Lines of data
══════════════════════════════
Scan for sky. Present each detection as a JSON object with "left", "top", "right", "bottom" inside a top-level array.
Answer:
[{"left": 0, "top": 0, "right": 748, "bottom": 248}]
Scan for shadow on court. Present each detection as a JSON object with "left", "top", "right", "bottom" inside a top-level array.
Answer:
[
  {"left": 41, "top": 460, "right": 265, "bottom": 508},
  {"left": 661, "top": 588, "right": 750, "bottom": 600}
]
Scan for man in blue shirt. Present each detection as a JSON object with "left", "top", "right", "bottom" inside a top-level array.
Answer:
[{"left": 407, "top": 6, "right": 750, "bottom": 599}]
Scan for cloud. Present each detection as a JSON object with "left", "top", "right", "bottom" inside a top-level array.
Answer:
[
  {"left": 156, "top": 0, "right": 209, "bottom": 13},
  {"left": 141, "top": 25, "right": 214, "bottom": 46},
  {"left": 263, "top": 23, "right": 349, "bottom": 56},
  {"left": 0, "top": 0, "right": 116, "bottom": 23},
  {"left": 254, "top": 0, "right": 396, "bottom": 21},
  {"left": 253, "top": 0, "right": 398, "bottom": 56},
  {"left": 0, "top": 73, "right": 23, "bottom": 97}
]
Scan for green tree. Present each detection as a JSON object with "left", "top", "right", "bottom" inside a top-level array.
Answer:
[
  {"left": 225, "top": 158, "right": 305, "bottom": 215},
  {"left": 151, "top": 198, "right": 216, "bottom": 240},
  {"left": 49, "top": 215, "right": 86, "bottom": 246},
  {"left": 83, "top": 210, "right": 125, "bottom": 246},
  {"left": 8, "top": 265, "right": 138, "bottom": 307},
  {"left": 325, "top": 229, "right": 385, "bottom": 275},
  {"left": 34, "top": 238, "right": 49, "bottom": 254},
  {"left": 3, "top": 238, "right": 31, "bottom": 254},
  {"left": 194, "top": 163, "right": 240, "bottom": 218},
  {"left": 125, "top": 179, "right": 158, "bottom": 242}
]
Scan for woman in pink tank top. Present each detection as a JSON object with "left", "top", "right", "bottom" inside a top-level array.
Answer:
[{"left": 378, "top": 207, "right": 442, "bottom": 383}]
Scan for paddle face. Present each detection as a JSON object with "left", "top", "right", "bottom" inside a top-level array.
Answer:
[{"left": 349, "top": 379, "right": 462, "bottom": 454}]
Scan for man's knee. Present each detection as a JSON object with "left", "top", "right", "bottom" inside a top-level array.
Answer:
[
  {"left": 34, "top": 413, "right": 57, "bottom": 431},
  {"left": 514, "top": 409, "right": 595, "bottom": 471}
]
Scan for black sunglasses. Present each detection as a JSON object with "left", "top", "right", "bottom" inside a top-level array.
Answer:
══════════════════════════════
**What is asked**: Reproduce all of the records above, swapping every "Scan for" for "Look for" and leaving the rest untouched.

**Response below**:
Look for sky. Present each detection as a JSON object with "left", "top", "right", "bottom" inside a top-level array.
Answer:
[{"left": 0, "top": 0, "right": 748, "bottom": 248}]
Look for shadow on court. Present each detection as a JSON object with "left", "top", "right", "bottom" inside a top-level array.
Answer:
[
  {"left": 41, "top": 460, "right": 265, "bottom": 508},
  {"left": 661, "top": 588, "right": 750, "bottom": 600}
]
Look for man in blue shirt. Present each detection as a JSON object with "left", "top", "right", "bottom" inside a top-level array.
Answer:
[{"left": 407, "top": 6, "right": 750, "bottom": 599}]
Look for cloud. Present each detection as a JSON object with "left", "top", "right", "bottom" inside a top-level array.
Answer:
[
  {"left": 156, "top": 0, "right": 209, "bottom": 13},
  {"left": 141, "top": 25, "right": 214, "bottom": 46},
  {"left": 263, "top": 23, "right": 349, "bottom": 56},
  {"left": 0, "top": 0, "right": 116, "bottom": 23},
  {"left": 254, "top": 0, "right": 396, "bottom": 21},
  {"left": 253, "top": 0, "right": 398, "bottom": 56},
  {"left": 0, "top": 73, "right": 23, "bottom": 97}
]
Look for green tree. Present each detection as a JSON object with "left", "top", "right", "bottom" inside a top-level array.
Answer:
[
  {"left": 225, "top": 158, "right": 305, "bottom": 215},
  {"left": 151, "top": 198, "right": 216, "bottom": 240},
  {"left": 49, "top": 215, "right": 86, "bottom": 246},
  {"left": 83, "top": 210, "right": 125, "bottom": 246},
  {"left": 8, "top": 265, "right": 138, "bottom": 307},
  {"left": 325, "top": 229, "right": 385, "bottom": 275},
  {"left": 34, "top": 238, "right": 49, "bottom": 254},
  {"left": 3, "top": 238, "right": 31, "bottom": 254},
  {"left": 194, "top": 163, "right": 240, "bottom": 218},
  {"left": 125, "top": 179, "right": 158, "bottom": 242}
]
Look for woman in pink tank top. Present each detection as a JSON object with "left", "top", "right", "bottom" inside a top-level array.
Answer:
[{"left": 378, "top": 207, "right": 442, "bottom": 383}]
Look for paddle face. Present each detection as a JSON object with "left", "top", "right", "bottom" inside a top-level array.
Answer:
[{"left": 349, "top": 379, "right": 462, "bottom": 454}]
Look for man's knee. Present each detection as a JSON object with "left", "top", "right", "bottom" inside a top-level array.
Answer:
[
  {"left": 34, "top": 413, "right": 57, "bottom": 431},
  {"left": 514, "top": 409, "right": 595, "bottom": 471}
]
Look for black sunglasses. Present each detection as a JSON object with "left", "top", "right", "bottom" inside a top-level array.
Answer:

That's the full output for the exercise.